I am not a health expert, so I’m going to give you a very simplified overview, and then point you to Trudy’s blog, which is an amazing resource. She has a pyroluria questionnaire which you simply must take if social anxiety is something you don’t enjoy.
Here are some of the hallmarks of pyroluria (check out Trudy’s blog for a more exhaustive list):
- Low levels of zinc and vitamin B6
- Social anxiety
- Avoidance of crowds
- Feelings of inner tension
- Bouts of depression
- Markedly worse when under stress
- Poor dream recall or nightmares
- Tendency to motion sickness
- Joints that pop, crack or ache a lot
- Pale skin that sunburns easily
- Tendency toward vegetarianism/veganism
- Sensitive to bright sunlight and noise
- Cold hands and feet
- Poor wound healing
Does that sound like you at all? I checked nearly every item on her questionnaire. Some of us (an estimated 11 percent of the healthy population) are genetically predisposed to burn through B6 and zinc during times of stress. And who isn’t a little stressed these days?
How Do You Treat Pyroluria?

* [Excerpted data]:
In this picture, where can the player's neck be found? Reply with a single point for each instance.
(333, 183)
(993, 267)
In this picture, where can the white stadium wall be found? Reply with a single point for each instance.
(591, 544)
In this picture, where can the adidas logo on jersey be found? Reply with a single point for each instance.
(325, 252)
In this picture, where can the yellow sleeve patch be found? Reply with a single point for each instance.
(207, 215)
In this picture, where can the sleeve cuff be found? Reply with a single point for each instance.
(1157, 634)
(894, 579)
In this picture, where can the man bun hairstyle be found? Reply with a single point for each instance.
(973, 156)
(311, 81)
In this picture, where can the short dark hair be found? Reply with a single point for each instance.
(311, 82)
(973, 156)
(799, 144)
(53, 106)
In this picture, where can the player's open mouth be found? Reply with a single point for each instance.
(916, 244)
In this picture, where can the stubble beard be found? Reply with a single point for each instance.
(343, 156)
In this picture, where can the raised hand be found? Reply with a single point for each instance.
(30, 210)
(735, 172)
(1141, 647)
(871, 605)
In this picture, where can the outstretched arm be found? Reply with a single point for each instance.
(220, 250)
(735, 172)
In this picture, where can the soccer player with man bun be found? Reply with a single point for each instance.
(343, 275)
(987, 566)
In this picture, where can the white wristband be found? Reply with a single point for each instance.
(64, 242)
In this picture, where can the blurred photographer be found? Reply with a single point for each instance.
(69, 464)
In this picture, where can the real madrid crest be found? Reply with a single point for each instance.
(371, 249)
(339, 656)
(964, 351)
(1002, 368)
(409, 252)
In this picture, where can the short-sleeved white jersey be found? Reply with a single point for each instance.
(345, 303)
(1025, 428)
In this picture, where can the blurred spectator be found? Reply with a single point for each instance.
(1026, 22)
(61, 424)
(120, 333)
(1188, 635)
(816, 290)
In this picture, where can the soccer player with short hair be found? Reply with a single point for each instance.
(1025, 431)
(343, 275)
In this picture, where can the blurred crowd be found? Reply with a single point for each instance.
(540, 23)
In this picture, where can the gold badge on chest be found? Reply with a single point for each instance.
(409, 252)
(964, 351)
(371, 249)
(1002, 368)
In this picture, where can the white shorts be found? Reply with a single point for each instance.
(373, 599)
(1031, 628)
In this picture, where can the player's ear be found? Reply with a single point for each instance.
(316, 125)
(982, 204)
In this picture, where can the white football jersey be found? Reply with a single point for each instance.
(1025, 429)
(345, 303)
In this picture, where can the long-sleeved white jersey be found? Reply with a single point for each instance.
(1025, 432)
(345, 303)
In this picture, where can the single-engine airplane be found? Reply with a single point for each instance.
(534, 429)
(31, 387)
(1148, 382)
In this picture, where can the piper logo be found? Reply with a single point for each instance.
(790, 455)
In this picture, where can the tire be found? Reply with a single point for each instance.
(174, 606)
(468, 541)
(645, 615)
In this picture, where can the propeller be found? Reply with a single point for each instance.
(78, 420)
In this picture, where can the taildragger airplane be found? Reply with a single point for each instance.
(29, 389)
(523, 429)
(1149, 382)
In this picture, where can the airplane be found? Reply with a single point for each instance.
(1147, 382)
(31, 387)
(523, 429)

* [Requirement]: Which of the hallmarks listed in the pyroluria text contain the word "and"?

* [Solution to the problem]:
- Low levels of zinc and vitamin B6
- Sensitive to bright sunlight and noise
- Cold hands and feet